*** Opening Records to process ***

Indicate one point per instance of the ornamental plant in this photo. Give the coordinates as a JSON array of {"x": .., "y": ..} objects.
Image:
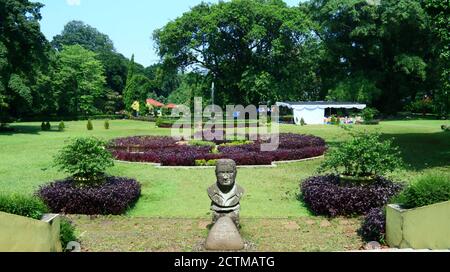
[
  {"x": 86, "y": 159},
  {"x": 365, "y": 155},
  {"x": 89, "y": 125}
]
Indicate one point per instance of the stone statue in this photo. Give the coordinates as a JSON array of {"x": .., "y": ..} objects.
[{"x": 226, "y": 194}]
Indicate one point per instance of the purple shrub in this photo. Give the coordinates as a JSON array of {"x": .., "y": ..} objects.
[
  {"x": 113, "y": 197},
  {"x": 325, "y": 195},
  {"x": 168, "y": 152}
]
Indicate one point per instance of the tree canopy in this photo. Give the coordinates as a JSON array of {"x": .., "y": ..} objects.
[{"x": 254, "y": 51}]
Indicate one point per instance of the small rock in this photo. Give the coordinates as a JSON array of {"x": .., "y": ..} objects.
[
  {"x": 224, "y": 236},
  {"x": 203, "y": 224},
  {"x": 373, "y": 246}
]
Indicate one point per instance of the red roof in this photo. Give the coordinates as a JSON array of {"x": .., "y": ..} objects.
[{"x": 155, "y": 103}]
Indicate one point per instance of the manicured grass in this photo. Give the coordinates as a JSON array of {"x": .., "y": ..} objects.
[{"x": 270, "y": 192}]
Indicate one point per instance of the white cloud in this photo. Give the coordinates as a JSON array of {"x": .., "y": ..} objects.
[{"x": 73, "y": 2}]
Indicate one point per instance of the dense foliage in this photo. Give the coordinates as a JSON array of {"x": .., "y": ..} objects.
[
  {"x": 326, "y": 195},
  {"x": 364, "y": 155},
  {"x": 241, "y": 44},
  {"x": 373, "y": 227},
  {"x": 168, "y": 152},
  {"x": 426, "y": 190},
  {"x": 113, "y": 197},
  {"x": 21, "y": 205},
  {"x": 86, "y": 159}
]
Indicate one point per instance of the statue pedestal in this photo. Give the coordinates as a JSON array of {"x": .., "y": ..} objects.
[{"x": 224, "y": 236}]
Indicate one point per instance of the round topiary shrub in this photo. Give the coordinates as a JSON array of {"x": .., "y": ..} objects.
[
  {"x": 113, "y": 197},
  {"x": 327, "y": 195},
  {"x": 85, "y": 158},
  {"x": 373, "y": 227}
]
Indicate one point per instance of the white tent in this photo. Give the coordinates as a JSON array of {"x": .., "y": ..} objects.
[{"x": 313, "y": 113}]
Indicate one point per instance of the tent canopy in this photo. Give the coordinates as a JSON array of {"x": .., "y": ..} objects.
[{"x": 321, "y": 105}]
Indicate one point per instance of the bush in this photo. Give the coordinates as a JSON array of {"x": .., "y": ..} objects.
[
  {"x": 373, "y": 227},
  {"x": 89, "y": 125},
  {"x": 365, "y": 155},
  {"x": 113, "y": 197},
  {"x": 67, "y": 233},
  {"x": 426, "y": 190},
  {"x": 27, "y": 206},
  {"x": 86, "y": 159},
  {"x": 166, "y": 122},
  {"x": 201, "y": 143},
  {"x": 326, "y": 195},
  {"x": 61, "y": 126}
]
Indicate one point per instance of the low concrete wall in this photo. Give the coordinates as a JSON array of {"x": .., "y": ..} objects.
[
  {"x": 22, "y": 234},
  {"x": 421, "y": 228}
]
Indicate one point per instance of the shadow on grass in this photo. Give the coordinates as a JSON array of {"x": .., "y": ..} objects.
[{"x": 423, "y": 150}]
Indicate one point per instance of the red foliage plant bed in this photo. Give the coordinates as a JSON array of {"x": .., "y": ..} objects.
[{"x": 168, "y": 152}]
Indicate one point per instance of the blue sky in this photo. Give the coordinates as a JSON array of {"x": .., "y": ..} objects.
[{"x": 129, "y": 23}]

*** Closing Records to process ***
*** Opening Records to process ***

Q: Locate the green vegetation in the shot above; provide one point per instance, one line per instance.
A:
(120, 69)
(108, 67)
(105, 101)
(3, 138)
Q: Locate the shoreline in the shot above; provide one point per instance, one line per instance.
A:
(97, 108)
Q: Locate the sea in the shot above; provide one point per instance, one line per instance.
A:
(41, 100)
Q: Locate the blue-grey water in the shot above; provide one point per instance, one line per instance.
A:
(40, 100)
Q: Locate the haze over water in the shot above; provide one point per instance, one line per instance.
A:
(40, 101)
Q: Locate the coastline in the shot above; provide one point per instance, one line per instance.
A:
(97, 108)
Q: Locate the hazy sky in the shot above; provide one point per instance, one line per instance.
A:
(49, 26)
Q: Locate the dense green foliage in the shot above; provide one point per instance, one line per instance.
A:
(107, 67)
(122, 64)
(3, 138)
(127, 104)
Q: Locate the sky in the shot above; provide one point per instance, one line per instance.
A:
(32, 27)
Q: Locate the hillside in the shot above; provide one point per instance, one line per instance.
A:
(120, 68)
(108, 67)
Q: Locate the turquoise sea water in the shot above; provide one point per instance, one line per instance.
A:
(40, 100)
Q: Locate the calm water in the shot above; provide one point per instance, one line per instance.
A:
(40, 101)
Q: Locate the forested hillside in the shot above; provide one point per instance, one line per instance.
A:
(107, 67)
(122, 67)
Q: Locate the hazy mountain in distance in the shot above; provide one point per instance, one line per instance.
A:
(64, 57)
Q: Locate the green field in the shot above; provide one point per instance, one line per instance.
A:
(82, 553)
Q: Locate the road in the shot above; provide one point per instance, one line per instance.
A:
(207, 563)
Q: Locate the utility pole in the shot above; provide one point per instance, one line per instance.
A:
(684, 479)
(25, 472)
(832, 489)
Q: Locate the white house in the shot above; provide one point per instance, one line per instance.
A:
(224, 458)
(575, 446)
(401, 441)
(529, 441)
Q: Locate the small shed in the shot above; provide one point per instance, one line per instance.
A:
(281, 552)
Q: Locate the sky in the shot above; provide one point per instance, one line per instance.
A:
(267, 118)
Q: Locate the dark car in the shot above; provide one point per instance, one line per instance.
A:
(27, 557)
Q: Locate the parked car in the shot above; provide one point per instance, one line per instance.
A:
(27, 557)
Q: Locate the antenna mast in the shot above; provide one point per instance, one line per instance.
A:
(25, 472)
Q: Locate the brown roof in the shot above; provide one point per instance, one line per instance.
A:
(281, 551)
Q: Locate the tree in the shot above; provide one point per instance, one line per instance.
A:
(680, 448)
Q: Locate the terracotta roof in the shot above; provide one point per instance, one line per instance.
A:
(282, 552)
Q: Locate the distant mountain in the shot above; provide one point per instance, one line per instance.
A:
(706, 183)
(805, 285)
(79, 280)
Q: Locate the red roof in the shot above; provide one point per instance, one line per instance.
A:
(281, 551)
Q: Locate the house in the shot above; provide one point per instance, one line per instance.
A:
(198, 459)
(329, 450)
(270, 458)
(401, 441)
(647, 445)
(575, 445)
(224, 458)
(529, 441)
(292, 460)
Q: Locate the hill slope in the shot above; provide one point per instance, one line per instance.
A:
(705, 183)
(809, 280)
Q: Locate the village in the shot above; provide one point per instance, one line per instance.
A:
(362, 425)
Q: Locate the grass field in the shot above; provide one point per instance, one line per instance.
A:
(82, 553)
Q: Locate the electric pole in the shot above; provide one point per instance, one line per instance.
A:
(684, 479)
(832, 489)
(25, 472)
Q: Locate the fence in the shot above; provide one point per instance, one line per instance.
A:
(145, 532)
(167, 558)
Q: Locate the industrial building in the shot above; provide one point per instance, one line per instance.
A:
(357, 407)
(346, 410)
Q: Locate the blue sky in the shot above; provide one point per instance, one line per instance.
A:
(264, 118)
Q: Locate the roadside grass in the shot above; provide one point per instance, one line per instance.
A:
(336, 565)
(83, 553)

*** Closing Records to process ***

■ What you are asked to do:
Looking at the listing above, count each line that contains the word "pole" and write the number with nothing else.

■ Expected output:
2